_EXERCISE INPUT:_
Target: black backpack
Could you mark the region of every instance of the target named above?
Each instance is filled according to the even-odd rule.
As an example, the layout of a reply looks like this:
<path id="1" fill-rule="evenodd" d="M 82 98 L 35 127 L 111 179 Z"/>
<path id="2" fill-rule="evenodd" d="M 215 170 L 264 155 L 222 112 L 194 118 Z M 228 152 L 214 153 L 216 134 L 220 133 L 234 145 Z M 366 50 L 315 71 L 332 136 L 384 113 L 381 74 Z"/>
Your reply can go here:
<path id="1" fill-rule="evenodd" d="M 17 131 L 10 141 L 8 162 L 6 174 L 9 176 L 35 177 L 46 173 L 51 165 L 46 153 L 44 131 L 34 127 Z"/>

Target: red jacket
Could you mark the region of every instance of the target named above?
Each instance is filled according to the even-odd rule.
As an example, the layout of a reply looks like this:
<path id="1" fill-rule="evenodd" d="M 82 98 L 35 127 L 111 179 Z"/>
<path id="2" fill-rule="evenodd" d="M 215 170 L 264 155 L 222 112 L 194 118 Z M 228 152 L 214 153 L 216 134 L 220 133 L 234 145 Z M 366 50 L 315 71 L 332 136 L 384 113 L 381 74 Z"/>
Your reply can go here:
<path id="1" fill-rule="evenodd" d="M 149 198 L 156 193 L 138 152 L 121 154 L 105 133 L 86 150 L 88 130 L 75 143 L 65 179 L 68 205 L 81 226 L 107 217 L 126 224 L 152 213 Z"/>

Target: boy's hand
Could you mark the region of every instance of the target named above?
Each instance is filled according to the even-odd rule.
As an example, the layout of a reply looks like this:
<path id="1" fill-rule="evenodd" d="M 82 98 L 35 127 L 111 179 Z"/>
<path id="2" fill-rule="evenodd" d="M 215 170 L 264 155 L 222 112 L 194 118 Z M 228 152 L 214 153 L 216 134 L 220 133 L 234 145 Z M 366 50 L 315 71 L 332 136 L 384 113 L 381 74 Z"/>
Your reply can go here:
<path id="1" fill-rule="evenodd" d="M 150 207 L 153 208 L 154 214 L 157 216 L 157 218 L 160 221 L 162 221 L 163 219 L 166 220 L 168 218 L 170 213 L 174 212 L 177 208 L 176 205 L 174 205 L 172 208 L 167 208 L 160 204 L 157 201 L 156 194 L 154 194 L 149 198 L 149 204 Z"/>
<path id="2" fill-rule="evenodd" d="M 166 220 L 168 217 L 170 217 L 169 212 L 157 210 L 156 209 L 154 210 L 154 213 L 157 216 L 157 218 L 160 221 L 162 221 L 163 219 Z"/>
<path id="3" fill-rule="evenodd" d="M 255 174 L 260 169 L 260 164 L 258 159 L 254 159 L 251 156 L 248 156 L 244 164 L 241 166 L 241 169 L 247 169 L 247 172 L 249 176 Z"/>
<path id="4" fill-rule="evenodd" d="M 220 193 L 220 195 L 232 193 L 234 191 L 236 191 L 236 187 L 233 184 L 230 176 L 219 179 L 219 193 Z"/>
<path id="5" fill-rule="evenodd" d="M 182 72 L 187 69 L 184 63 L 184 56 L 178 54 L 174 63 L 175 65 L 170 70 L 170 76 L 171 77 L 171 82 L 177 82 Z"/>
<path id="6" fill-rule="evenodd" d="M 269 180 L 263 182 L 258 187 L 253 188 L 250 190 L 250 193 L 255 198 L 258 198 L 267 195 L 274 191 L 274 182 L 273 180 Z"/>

_GOAL OF THE EXERCISE:_
Express every line of the three rows above as one numbered list, leaving out the blank lines.

_SOLUTION BELOW:_
1. Target: black backpack
2. Could you mark the region of every instance of the target named above?
3. Each instance is filled according to the even-odd rule.
4. As an example, the layout of a reply looks like this:
5. <path id="1" fill-rule="evenodd" d="M 82 98 L 35 127 L 111 179 Z"/>
6. <path id="2" fill-rule="evenodd" d="M 215 170 L 264 155 L 222 112 L 194 118 Z M 228 152 L 214 153 L 216 134 L 220 133 L 234 145 Z M 366 50 L 315 71 L 332 136 L 384 113 L 381 74 Z"/>
7. Your reply can go here:
8. <path id="1" fill-rule="evenodd" d="M 17 131 L 10 141 L 8 162 L 6 174 L 9 176 L 35 177 L 46 173 L 51 165 L 46 153 L 44 131 L 34 127 Z"/>
9. Target: red jacket
10. Could you mark the region of every instance of the target named above?
11. Each instance is filled according to the even-odd rule.
12. As an example, the layout of a reply looks like this:
13. <path id="1" fill-rule="evenodd" d="M 82 98 L 35 127 L 111 179 Z"/>
14. <path id="2" fill-rule="evenodd" d="M 215 170 L 264 155 L 222 112 L 194 118 Z M 228 152 L 214 153 L 216 134 L 220 133 L 234 145 Z M 366 50 L 315 71 L 332 136 L 384 113 L 381 74 Z"/>
15. Your reply can go here:
16. <path id="1" fill-rule="evenodd" d="M 149 198 L 156 193 L 138 152 L 121 154 L 105 133 L 86 150 L 88 130 L 75 143 L 65 179 L 68 205 L 81 226 L 107 217 L 126 224 L 152 213 Z"/>
17. Target: boy's hand
18. Could you mark the region of every instance of the target named above?
19. Each instance is filled according to the even-odd rule.
20. As an example, the layout of a reply looks like this:
21. <path id="1" fill-rule="evenodd" d="M 82 98 L 35 127 L 111 179 Z"/>
22. <path id="2" fill-rule="evenodd" d="M 215 170 L 264 155 L 222 112 L 194 118 Z M 228 152 L 214 153 L 216 134 L 220 133 L 234 145 Z M 366 50 L 315 71 L 332 136 L 384 113 L 381 74 Z"/>
23. Your reply can go here:
24. <path id="1" fill-rule="evenodd" d="M 150 207 L 153 208 L 154 214 L 157 216 L 157 218 L 160 221 L 162 221 L 163 219 L 166 220 L 168 218 L 170 213 L 174 212 L 177 208 L 176 205 L 174 205 L 172 208 L 167 208 L 160 204 L 157 201 L 156 194 L 154 194 L 149 198 L 149 204 Z"/>
25. <path id="2" fill-rule="evenodd" d="M 166 220 L 168 217 L 170 217 L 169 212 L 157 210 L 156 209 L 154 210 L 154 213 L 157 216 L 157 218 L 160 221 L 162 221 L 163 219 Z"/>
26. <path id="3" fill-rule="evenodd" d="M 255 174 L 260 169 L 260 164 L 258 159 L 254 159 L 251 156 L 248 156 L 244 164 L 241 166 L 241 169 L 247 169 L 247 172 L 249 176 Z"/>
27. <path id="4" fill-rule="evenodd" d="M 220 193 L 220 195 L 232 193 L 234 191 L 236 191 L 236 187 L 233 184 L 230 176 L 219 179 L 219 193 Z"/>
28. <path id="5" fill-rule="evenodd" d="M 182 72 L 187 69 L 184 63 L 184 56 L 178 54 L 174 63 L 175 65 L 170 70 L 170 76 L 171 77 L 171 82 L 177 82 Z"/>
29. <path id="6" fill-rule="evenodd" d="M 269 180 L 263 182 L 258 187 L 253 188 L 250 190 L 250 193 L 255 198 L 258 198 L 267 195 L 274 191 L 274 182 L 273 180 Z"/>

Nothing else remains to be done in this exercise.